Given text —
^^^^^^^^^^^^^^^^

Other income from real estate activities for the three months ended
September 30, 2003 consisted of equity income from non-consolidated real estate
businesses of $1,527 and interest expense of $348. The equity income resulted
from income of $1,590 from Douglas Elliman Realty offset by a loss of $63
related to New Valley's investment in Koa Investors. New Valley's equity income
in Douglas Elliman Realty for the three months ended September 30, 2003 was
reduced by New Valley's portion ($620) of amortization expense associated with
Douglas Elliman's customer contracts outstanding at the acquisition date. Koa
Investors' loss primarily represents management fees.

-20-


ITEM 2. MANAGEMENT'S DISCUSSION AND ANALYSIS OF FINANCIAL CONDITION AND RESULTS
OF OPERATIONS - (CONTINUED)
(DOLLARS IN THOUSANDS, EXCEPT PER SHARE AMOUNTS)

Corporate and other

Corporate and other expenses of $3,260 for the three months ended
September 30, 2004 consisted primarily of employee compensation and benefits of
$1,971 and legal expense of $583. Corporate and other expenses of $2,595 for the
quarter ended September 30, 2003 consisted primarily of employee compensation
and benefits of $1,472 and legal expense of $342. The increase in corporate
expenses in 2004 was primarily due to increased compensation expense, legal
expense and other overhead expenses associated with maintaining a public
company. The increase in legal expense related primarily to litigation expenses
associated with the Company's action against the United States government
seeking damages for breach of a launch services agreement covering the launch of
one of the Westar satellites owned by New Valley's former Western Union
satellite business. Trial of the case was completed in New York federal court in
August 2004 and the parties are awaiting the ruling of the court.

For the three months ended September 30, 2004, New Valley's other income
of $539 from corporate and other activities consisted primarily of gains on
sales of investments of $321 and interest and dividend income of $219. For the
three months ended September 30, 2003, New Valley's other income of $629 from
corporate and other activities consisted primarily of interest and dividend
income.

^^^^^^^^^^^^^^^^

Provided material —
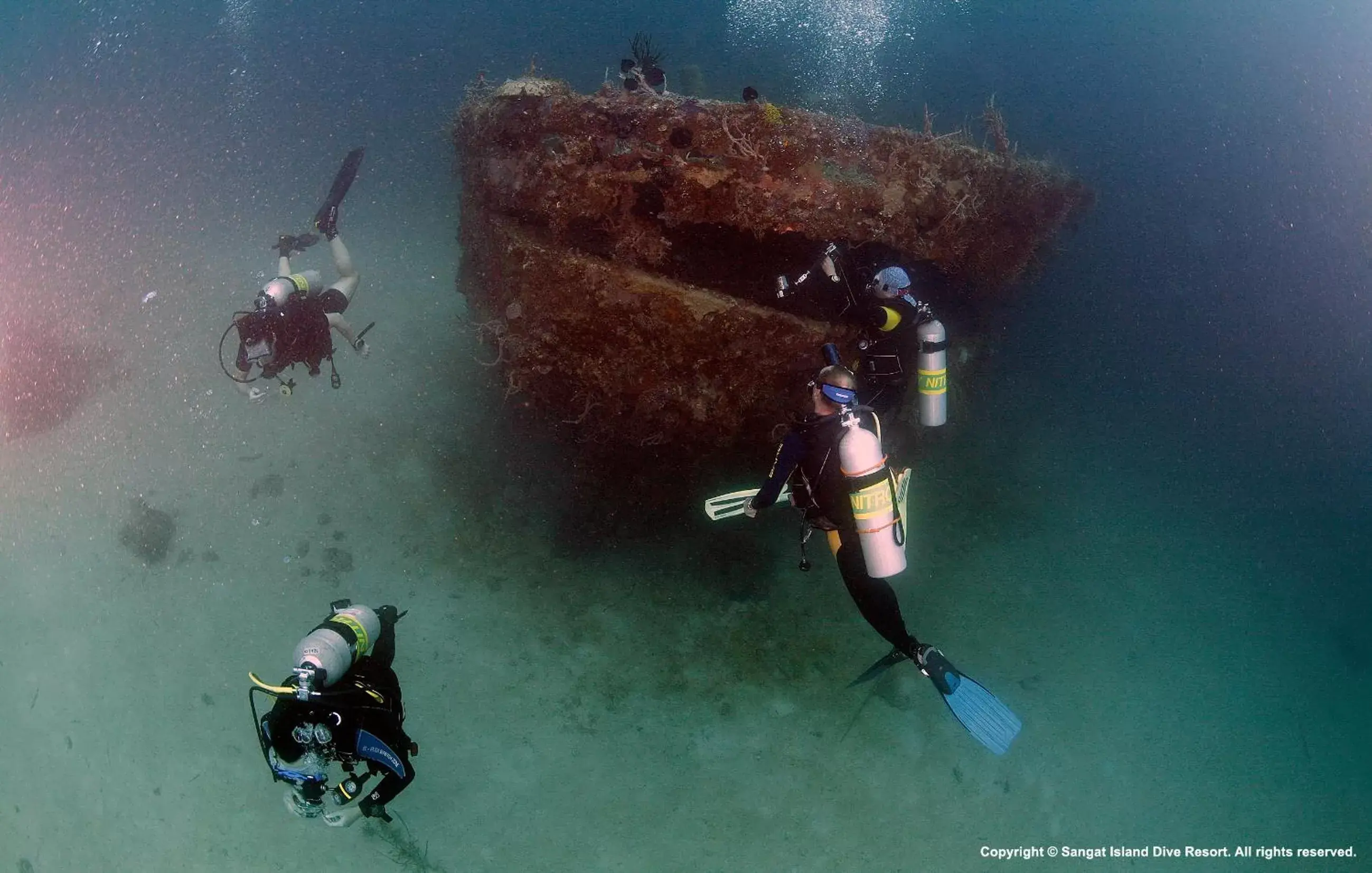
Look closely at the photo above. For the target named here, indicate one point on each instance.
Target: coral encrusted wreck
(622, 249)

^^^^^^^^^^^^^^^^

Exercise instructions —
1. Set down the passage of the New Valley excerpt between "ITEM 2. MANAGEMENT'S" and "PER SHARE AMOUNTS)", inclusive.
2. Answer these from the New Valley excerpt:
(a) What does Koa Investors' loss primarily represent?
(b) In what court was the trial of the case completed, and in what month and year?
(c) What amount of gains on sales of investments is reported for the three months ended September 30, 2004?
3. Recast the paragraph of the New Valley excerpt beginning "For the three months ended September 30, 2004, New Valley's other income" as a short list.

Task-by-task solutions —
1.
ITEM 2. MANAGEMENT'S DISCUSSION AND ANALYSIS OF FINANCIAL CONDITION AND RESULTS
OF OPERATIONS - (CONTINUED)
(DOLLARS IN THOUSANDS, EXCEPT PER SHARE AMOUNTS)

2.
(a) Management fees.
(b) New York federal court, in August 2004.
(c) $321.

3.
- Three months ended September 30, 2004: other income from corporate and other activities of $539, mainly gains on sales of investments ($321) and interest and dividend income ($219).
- Three months ended September 30, 2003: other income from corporate and other activities of $629, mainly interest and dividend income.